Consigne:
Reproduisez fidèlement le passage de l'article ci-dessous consacré au livre de Sophie Klimis, en partant des mots « 11 avril 2018 » et en vous arrêtant après « sauvegarder, les partager. ».

Texte proposé:
- - - - - - -

Inventer ensemble une philosophie de la Justice

11 avril 2018
par Raphaël Duboisdenghien
Durée de lecture : 4 min

Sophie Klimis approche la justice philosophiquement dans «Penser, délibérer, juger» aux éditions De Boeck Supérieur. La professeure des Facultés de droit et de philosophie et lettres à l’Université Saint-Louis-Bruxelles s’adresse aussi bien aux étudiants du premier cycle universitaire, qu’aux enseignants et à un large public. La version numérique «Noto» est offerte à l’achat du livre. Elle permet de surligner, d’ajouter des notes. Et de les sauvegarder, les partager.

Agir comme les médecins

«J’ai cherché à exercer le jugement des lecteurs et lectrices en situation», explique l’ancienne chargée de recherches du Fonds de la Recherche Scientifique (F.R.S-FNRS). «Ce livre pourrait donc être appréhendé comme un pendant théorique aux cliniques du droit.»

"Penser, délibérer, juger", par Sophie Klimis, Editions De Boeck Supérieur, vp 22 euros.
« Penser, délibérer, juger », par Sophie Klimis, Editions De Boeck Supérieur, vp 22 euros.

La Pre Klimis invite juges et juristes à agir comme les médecins qui doivent apprendre, sur le terrain, à poser chaque fois un bon diagnostic.

- - - - - - -

Données enregistrées:

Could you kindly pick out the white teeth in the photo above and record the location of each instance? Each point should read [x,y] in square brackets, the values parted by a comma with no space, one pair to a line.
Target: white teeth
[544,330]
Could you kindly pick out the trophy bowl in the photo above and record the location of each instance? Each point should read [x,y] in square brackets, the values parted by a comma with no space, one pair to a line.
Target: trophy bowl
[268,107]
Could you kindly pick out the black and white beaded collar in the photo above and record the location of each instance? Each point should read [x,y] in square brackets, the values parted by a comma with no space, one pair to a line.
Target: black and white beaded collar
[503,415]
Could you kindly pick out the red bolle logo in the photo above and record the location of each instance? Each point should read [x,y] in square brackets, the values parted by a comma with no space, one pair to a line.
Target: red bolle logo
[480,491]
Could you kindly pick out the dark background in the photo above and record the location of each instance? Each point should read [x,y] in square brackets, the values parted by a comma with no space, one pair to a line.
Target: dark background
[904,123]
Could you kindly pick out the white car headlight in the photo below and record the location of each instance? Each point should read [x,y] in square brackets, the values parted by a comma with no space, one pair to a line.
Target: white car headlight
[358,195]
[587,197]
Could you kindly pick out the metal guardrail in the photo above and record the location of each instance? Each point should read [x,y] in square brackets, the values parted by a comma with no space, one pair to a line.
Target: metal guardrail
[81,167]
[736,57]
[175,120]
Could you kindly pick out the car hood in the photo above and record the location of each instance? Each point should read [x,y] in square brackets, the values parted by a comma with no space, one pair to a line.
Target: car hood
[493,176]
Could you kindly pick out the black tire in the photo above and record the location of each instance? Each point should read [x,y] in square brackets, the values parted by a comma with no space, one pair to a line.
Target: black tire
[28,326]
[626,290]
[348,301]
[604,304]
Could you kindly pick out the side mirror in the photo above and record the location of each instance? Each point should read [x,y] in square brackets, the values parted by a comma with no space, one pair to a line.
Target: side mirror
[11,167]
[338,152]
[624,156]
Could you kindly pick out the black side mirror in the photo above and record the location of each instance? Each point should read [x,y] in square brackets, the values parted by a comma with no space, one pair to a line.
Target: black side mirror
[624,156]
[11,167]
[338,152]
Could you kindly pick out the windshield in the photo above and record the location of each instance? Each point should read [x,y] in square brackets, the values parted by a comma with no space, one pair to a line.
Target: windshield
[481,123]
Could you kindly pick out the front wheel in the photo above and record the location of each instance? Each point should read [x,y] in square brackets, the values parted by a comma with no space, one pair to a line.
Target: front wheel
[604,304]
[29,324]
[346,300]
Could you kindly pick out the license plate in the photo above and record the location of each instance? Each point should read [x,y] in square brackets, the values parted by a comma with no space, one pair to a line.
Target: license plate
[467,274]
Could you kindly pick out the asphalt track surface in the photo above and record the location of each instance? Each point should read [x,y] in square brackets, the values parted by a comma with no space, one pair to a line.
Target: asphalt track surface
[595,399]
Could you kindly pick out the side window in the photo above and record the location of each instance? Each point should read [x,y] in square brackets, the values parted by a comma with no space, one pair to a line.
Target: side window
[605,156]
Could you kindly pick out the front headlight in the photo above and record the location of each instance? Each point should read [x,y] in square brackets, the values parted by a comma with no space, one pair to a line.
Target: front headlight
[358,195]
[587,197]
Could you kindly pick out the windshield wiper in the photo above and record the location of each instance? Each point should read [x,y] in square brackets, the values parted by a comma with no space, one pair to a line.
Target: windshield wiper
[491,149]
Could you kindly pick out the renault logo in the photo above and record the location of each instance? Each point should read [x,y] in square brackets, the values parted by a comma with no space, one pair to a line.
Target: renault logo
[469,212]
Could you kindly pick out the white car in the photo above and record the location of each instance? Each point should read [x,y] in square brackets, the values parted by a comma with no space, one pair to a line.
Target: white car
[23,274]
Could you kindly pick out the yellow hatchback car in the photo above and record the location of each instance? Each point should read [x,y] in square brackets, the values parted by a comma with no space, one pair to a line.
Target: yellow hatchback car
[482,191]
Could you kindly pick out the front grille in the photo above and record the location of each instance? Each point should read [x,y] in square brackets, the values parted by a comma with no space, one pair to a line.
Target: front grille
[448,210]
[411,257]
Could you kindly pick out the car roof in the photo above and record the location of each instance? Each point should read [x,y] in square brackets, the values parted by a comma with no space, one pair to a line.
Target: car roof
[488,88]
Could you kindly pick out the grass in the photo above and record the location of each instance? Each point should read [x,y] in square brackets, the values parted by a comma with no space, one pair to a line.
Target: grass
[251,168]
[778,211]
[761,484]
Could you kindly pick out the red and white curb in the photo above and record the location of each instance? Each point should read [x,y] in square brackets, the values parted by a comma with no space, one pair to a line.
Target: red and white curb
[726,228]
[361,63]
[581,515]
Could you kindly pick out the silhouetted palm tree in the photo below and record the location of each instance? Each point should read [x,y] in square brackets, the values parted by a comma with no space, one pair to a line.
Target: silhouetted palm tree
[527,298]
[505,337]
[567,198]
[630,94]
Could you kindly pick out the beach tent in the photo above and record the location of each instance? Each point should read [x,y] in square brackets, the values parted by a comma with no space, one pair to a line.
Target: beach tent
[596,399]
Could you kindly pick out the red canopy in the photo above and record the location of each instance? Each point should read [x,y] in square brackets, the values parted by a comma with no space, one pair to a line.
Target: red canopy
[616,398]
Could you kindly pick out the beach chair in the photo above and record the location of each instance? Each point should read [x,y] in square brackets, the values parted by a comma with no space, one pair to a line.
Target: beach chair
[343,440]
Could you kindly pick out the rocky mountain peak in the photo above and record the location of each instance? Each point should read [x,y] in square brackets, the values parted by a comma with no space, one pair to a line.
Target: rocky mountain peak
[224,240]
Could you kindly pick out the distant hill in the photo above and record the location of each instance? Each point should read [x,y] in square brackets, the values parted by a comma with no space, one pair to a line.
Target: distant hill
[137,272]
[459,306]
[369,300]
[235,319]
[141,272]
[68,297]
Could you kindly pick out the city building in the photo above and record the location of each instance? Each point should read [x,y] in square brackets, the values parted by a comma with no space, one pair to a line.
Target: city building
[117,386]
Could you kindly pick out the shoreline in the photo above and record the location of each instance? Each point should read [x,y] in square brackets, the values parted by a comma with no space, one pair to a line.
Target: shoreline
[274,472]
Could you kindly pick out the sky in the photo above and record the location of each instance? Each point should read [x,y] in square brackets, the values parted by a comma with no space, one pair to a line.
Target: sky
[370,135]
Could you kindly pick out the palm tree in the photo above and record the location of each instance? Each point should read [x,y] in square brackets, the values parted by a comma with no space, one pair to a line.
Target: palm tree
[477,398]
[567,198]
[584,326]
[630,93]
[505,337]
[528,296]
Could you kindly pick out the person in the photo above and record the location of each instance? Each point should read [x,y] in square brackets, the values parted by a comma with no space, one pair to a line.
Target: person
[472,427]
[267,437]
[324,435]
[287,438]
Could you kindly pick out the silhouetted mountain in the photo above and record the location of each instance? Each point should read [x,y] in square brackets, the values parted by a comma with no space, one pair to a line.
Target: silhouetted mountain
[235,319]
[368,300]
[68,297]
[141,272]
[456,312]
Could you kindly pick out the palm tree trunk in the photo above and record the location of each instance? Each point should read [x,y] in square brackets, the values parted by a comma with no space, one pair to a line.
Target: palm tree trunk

- - - - - - -

Corrigé:
11 avril 2018
par Raphaël Duboisdenghien
Durée de lecture : 4 min

Sophie Klimis approche la justice philosophiquement dans «Penser, délibérer, juger» aux éditions De Boeck Supérieur. La professeure des Facultés de droit et de philosophie et lettres à l’Université Saint-Louis-Bruxelles s’adresse aussi bien aux étudiants du premier cycle universitaire, qu’aux enseignants et à un large public. La version numérique «Noto» est offerte à l’achat du livre. Elle permet de surligner, d’ajouter des notes. Et de les sauvegarder, les partager.